[Lines from a collection]
------------------------------------------------------------------------

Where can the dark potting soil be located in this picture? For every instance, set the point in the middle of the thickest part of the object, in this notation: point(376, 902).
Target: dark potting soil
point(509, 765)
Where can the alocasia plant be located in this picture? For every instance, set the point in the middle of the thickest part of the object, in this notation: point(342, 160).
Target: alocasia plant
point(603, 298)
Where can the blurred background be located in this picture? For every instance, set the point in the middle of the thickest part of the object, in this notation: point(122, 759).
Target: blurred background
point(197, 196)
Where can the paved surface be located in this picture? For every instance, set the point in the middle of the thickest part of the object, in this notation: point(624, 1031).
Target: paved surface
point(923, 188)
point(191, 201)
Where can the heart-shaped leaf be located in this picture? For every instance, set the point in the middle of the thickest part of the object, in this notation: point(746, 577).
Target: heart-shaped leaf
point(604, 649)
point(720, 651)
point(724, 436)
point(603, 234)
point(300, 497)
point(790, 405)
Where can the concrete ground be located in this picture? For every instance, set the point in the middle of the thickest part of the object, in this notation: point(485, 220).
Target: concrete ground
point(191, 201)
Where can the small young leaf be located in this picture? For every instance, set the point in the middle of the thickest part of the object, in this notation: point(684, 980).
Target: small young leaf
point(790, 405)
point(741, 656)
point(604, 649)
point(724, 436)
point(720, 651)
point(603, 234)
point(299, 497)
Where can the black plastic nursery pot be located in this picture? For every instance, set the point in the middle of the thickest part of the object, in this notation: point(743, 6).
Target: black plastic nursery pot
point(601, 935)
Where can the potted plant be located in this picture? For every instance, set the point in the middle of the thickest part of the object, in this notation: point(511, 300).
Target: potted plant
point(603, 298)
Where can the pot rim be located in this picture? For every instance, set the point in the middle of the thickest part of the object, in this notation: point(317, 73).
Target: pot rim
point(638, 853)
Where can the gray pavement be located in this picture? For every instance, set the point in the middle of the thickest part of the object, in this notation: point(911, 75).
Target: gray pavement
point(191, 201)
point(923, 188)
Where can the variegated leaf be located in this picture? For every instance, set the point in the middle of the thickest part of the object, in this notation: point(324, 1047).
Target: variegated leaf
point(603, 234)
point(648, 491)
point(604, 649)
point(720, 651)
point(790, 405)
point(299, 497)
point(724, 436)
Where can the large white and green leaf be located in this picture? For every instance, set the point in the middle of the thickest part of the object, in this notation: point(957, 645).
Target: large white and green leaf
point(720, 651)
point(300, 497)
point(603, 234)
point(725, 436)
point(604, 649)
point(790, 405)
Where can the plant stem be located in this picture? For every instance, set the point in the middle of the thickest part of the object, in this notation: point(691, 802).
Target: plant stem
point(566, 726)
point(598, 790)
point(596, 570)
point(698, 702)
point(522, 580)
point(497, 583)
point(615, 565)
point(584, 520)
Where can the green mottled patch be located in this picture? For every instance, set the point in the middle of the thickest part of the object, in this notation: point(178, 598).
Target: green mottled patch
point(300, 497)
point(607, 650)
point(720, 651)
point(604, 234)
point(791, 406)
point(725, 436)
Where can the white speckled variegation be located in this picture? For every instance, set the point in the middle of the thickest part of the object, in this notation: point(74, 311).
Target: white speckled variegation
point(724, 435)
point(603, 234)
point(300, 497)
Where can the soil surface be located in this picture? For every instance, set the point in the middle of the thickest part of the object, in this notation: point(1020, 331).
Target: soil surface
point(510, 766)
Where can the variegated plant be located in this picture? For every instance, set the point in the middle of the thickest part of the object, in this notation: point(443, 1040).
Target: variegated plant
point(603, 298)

------------------------------------------------------------------------

▶ Required work
Copy the lines word for word, beginning with the first line and stopping after the line that contains "point(197, 196)".

▶ Worked solution
Where can the dark potting soil be located in this picture? For every instance, set the point in the middle of the thickest part of the object, in this notation: point(376, 902).
Target: dark potting soil
point(509, 765)
Where can the alocasia plant be located in this picture? For every instance, set the point in the middle of the thickest part of the object, in this notation: point(342, 160).
Target: alocasia plant
point(603, 298)
Where can the blurred background be located in this picture? For every instance, set the point in the middle of the thickest part of the object, in this notation: point(122, 759).
Target: blurred background
point(197, 196)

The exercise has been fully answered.